**YOUR INSTRUCTIONS**
Without skipping any entry, transcribe the data word for word.

**DATA SUPPLIED**
== == ==
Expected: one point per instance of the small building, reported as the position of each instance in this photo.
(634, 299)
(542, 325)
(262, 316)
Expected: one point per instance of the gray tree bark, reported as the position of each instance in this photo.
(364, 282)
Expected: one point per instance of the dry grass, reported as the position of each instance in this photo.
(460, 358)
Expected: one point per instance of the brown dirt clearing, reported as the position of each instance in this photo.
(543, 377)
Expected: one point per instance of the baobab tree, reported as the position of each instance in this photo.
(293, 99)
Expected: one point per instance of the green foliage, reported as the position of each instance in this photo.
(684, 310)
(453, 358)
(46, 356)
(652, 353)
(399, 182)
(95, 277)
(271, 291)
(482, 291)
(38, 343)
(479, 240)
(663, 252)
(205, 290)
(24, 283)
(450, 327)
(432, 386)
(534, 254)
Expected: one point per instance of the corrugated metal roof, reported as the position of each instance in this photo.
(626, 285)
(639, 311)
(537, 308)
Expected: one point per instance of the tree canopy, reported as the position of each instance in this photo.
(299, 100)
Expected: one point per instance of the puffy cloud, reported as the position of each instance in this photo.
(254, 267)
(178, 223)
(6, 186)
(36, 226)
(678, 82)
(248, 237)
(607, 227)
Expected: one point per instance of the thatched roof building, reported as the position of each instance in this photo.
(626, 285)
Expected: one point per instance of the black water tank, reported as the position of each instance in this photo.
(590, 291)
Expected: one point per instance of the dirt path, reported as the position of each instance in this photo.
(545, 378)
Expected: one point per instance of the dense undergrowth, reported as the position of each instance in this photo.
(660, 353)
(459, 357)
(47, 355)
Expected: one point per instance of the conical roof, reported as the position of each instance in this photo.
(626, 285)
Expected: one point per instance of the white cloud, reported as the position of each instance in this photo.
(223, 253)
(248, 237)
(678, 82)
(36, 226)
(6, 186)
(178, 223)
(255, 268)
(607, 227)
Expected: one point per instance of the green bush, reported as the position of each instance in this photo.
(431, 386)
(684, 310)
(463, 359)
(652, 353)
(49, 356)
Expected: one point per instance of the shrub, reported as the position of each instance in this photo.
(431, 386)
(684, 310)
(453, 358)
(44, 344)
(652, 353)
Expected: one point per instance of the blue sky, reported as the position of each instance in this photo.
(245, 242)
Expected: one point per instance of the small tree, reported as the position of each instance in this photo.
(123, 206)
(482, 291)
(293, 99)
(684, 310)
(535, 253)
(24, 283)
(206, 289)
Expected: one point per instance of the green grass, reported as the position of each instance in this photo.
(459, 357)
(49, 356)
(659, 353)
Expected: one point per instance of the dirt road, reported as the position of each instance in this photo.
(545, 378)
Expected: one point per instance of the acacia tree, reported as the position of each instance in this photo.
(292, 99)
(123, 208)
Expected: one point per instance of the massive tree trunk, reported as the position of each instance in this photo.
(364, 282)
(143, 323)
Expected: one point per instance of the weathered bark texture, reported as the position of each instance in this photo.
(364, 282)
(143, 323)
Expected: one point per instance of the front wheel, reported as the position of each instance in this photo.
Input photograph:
== == ==
**RESULT FOR THIS EXERCISE**
Expected: one point per instance of the small building, reported as the position of each instance in this photo.
(634, 299)
(542, 325)
(262, 316)
Expected: one point per instance of the gray tree bark, reported as the position of each instance in this photo.
(364, 282)
Expected: one point per instance of the dry grass, reported as the position of each instance in this photo.
(460, 358)
Expected: one point per instance of the brown dirt clearing, reported as the position of each instance in this photo.
(543, 377)
Expected: one point per instance of the baobab tree, reported as the position of each instance in this photo.
(293, 99)
Expected: one point per instance of the green foliage, reported as the position of each instance in this photo.
(684, 310)
(453, 358)
(46, 356)
(652, 353)
(399, 182)
(95, 277)
(271, 291)
(482, 291)
(38, 343)
(479, 240)
(663, 252)
(205, 290)
(24, 283)
(450, 327)
(432, 386)
(534, 254)
Expected: one point per instance of the corrugated metal roof, reported as the position of each instance in this photo.
(626, 285)
(639, 311)
(537, 308)
Expected: one point per instance of the tree canopy, reported as the position of each instance in this photo.
(299, 100)
Expected: one point per instance of the puffy cloud, reported as the position of each instance in this photo.
(254, 267)
(178, 223)
(6, 186)
(36, 226)
(678, 82)
(248, 237)
(607, 227)
Expected: one point per instance of the thatched roof building, reported as the position of each instance in this photo.
(626, 285)
Expected: one point per instance of the black water tank, reported as the position of each instance in this photo.
(590, 291)
Expected: one point per instance of the dirt path, reported as the position of each instance in this photo.
(545, 378)
Expected: one point per instance of the dense undergrowth, reported as the position of each instance in this photo.
(660, 353)
(459, 357)
(47, 355)
Expected: one point per instance of the conical roof, reported as the position of each instance in this photo.
(626, 285)
Expected: one point per instance of the white cloud, reported as the position of each instance in this photo.
(223, 253)
(248, 237)
(678, 82)
(36, 226)
(6, 186)
(178, 223)
(255, 268)
(607, 227)
Expected: one point per instance of the green bush, reported as the position of each instance in this photo.
(431, 386)
(684, 310)
(463, 359)
(652, 353)
(49, 356)
Expected: one point per instance of the shrub, reported as the position of each instance in this photo.
(431, 386)
(684, 310)
(453, 358)
(44, 344)
(652, 353)
Expected: one point per instance of the blue sky, reported as the position of each instance in this photo.
(245, 242)
Expected: one point per instance of the small tree, reported as the position of each instance in this photo.
(123, 206)
(482, 291)
(293, 99)
(684, 310)
(535, 253)
(24, 283)
(206, 289)
Expected: one point per instance of the green grass, reported as the position of each instance in this photo.
(459, 357)
(49, 356)
(659, 353)
Expected: one point per instance of the dirt road, reported as the position of each instance in this photo.
(545, 378)
Expected: one point per instance of the acacia tree, reported as the position of each instance in this photo.
(292, 99)
(123, 208)
Expected: one point per instance of the massive tree trunk, reported as the position of each instance in this photo.
(364, 282)
(143, 323)
Expected: one point per instance of the weathered bark texture, reported as the position of each instance in this photo.
(364, 282)
(143, 323)
Expected: one point per instance of the front wheel, reported as the position of each instance in this photo.
Input photograph:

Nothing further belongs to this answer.